▶ TASK ITEM:
Leave every picture behind and copy the rest of the entries below exactly.

▶ PROVIDED RECORDS:

+---+

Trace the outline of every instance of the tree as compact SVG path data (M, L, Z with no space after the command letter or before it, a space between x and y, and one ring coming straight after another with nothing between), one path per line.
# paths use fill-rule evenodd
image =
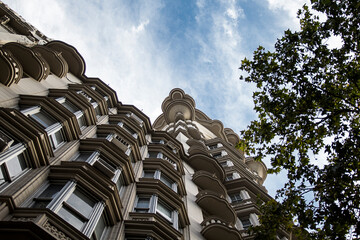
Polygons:
M257 159L270 156L269 172L288 177L278 202L263 206L258 239L274 239L280 226L306 239L360 235L360 2L311 4L325 20L304 5L299 31L285 31L273 52L260 46L240 67L247 72L240 79L257 86L258 119L239 146ZM341 46L328 45L334 37Z

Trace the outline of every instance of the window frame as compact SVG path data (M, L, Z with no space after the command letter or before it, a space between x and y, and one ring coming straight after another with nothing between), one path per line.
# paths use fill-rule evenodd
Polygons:
M149 199L148 201L148 208L139 208L137 207L139 199ZM171 209L171 218L166 216L165 213L162 213L161 210L158 209L158 206L163 205L165 208ZM140 211L137 211L137 209L140 209ZM142 211L147 210L147 211ZM137 194L134 206L133 206L133 212L137 213L155 213L159 216L161 216L164 220L166 220L173 228L176 230L179 230L179 213L176 210L176 208L172 207L170 204L168 204L166 201L164 201L162 198L160 198L157 194L149 195L149 194Z
M152 176L145 176L146 172L153 172ZM174 192L178 192L178 184L176 181L172 180L170 177L168 177L165 173L163 173L159 169L144 169L142 173L143 178L153 178L160 180L162 183L164 183L167 187L171 188ZM167 184L165 180L168 180L170 184Z
M39 190L31 198L26 200L23 205L27 207L33 207L35 205L34 201L36 201L36 198L38 198L44 191L46 191L46 189L51 184L56 185L61 183L46 182L43 186L39 188ZM88 216L85 216L84 213L80 212L78 209L76 209L76 207L72 206L71 203L67 202L70 199L70 197L73 194L75 194L75 192L80 192L86 198L94 202L94 205L92 206ZM101 218L101 216L104 216L105 221L107 223L105 203L87 194L86 190L83 189L80 185L76 184L76 181L74 180L64 183L64 186L61 188L61 190L58 191L56 196L50 201L50 203L46 205L45 208L48 208L51 211L53 211L64 221L67 220L64 218L64 216L61 216L59 214L59 211L61 209L65 209L66 211L70 212L70 214L72 214L73 216L78 217L81 220L84 220L84 223L80 228L77 228L75 226L74 227L89 238L92 236L93 232L95 231L95 227L98 224L98 221Z
M14 161L18 163L21 170L16 174L12 175L10 171L9 163ZM3 176L3 179L0 179L0 189L7 185L7 183L11 183L19 179L22 175L24 175L28 170L29 160L26 153L26 146L23 143L17 143L14 146L10 146L7 150L0 153L0 172Z
M64 145L66 143L66 136L64 134L64 129L62 124L55 119L53 116L51 116L51 114L49 114L48 112L46 112L45 110L42 110L42 108L40 106L33 106L27 109L24 109L21 111L22 114L24 114L25 116L30 117L32 120L34 120L35 122L37 122L47 133L48 137L49 137L49 141L51 144L51 148L55 151L57 149L59 149L62 145ZM34 117L35 114L41 113L44 117L48 117L50 120L54 120L54 123L49 125L49 126L44 126L41 123L41 119L39 117ZM60 135L57 135L60 134ZM58 141L57 136L61 137L62 141Z
M67 100L65 97L57 98L56 101L58 101L63 107L65 107L67 110L69 110L75 115L80 130L85 129L88 126L83 110L75 106L71 101ZM68 106L66 106L66 104Z

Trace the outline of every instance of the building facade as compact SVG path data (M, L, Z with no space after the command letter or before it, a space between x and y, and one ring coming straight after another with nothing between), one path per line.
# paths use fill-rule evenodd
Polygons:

+---+

▶ WRITTEN REPLY:
Trace the outline of every instance of the tree as compact SVG path data (M, L, Z with no space after the command letter or before it, a space between x and y, and one ring coming straight after another with nothing between), one path per line.
# paths use fill-rule evenodd
image =
Polygons:
M257 159L270 156L269 172L288 177L278 202L263 206L258 239L274 239L280 226L306 239L360 235L360 2L311 4L325 20L304 5L299 31L285 31L273 52L260 46L240 67L247 72L240 79L257 86L258 119L239 146ZM341 46L328 45L334 37Z

Trace the outline of every instance of the window frame as compact SVG path data (M, L, Z with no space after the command letter or before it, a space between x and y, and one ring coming straight after another with nothing between), one path per line.
# paths use fill-rule evenodd
Polygons:
M149 199L148 201L148 208L139 208L137 207L139 199ZM171 209L171 218L166 216L165 213L162 213L161 210L158 209L158 206L163 205L165 208ZM140 211L137 211L137 209L140 209ZM142 211L147 210L147 211ZM137 194L134 206L133 206L133 212L137 213L155 213L159 216L161 216L164 220L166 220L173 228L176 230L179 230L179 213L176 210L176 208L172 207L170 204L168 204L166 201L164 201L162 198L160 198L157 194L149 195L149 194Z
M152 176L145 176L146 172L153 172ZM174 192L178 192L178 184L176 181L172 180L170 177L168 177L165 173L163 173L159 169L144 169L142 173L143 178L153 178L160 180L162 183L164 183L167 187L171 188ZM167 184L165 180L168 180L170 184Z
M39 190L31 198L26 200L23 205L27 207L33 207L35 205L34 201L36 201L36 198L38 198L44 191L46 191L46 189L51 184L56 185L61 183L46 182L43 186L39 188ZM88 216L85 216L84 213L80 212L78 209L76 209L76 207L72 206L71 203L67 202L70 199L70 197L73 194L75 194L75 192L80 192L86 198L94 202L94 205L92 206ZM101 218L101 216L104 216L105 221L107 223L105 203L87 194L86 190L83 189L80 185L76 184L76 181L74 180L64 183L64 186L61 188L61 190L58 191L56 196L50 201L50 203L46 205L45 208L48 208L51 211L53 211L64 221L67 220L64 218L64 216L61 216L59 214L59 211L61 209L65 209L66 211L70 212L70 214L72 214L73 216L78 217L81 220L84 220L84 223L80 228L77 228L75 226L74 227L89 238L92 236L93 232L95 231L95 227L98 224L98 221Z
M14 161L18 163L21 170L16 174L12 175L10 171L9 163ZM3 176L3 179L0 179L0 189L7 185L7 183L11 183L19 179L22 175L24 175L28 170L29 160L26 153L26 146L23 143L17 143L14 146L10 146L7 150L0 153L0 172Z
M64 145L66 143L66 136L64 134L64 129L62 124L55 119L53 116L51 116L51 114L49 114L48 112L46 112L45 110L42 110L42 108L40 106L33 106L27 109L24 109L21 111L22 114L24 114L25 116L30 117L32 120L34 120L35 122L37 122L47 133L48 137L49 137L49 141L51 144L51 148L55 151L57 149L59 149L62 145ZM34 117L35 114L41 113L44 117L48 117L50 120L54 120L54 123L49 125L49 126L44 126L41 123L41 119L39 117ZM60 135L57 135L60 134ZM58 141L57 136L61 137L62 141Z
M67 100L65 97L57 98L56 101L58 101L63 107L65 107L67 110L69 110L75 115L80 130L85 129L88 126L83 110L75 106L71 101ZM68 106L66 106L66 104Z

Trace the outline of every instance of the building facade as compact SVG path data (M, L, Z with no space after the command letter or before it, a space between x and y, and one ring coming straight after another with nothing between), one path per line.
# paths use fill-rule evenodd
Polygons:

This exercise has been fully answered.